__Stated task__:
Reproduce the rows below word for word, from the line with "Target object class for this labeling batch: wooden" to the line with "250, 137, 283, 300", including both of those lines.

__Listed records__:
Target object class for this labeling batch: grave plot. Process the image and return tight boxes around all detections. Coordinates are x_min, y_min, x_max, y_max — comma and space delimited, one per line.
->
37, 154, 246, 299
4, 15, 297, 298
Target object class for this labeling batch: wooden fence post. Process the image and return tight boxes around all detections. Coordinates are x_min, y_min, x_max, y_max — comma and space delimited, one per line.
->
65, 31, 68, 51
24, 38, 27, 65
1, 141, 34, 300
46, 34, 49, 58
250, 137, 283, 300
...
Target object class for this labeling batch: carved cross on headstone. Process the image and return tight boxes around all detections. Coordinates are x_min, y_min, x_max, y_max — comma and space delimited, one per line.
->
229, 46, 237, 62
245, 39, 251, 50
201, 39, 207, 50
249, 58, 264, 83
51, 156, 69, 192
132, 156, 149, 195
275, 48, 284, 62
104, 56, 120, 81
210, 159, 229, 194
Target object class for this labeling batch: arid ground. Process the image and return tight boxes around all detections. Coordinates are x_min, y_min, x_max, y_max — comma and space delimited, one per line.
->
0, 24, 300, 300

__The reply__:
Target object class for this labeling batch: wooden fence post. Process the image and return tight boxes around all detections. Coordinates are x_min, y_min, x_max, y_max — comma and space delimited, one per line.
->
65, 31, 68, 51
24, 38, 27, 65
1, 141, 34, 300
46, 34, 49, 58
250, 137, 283, 300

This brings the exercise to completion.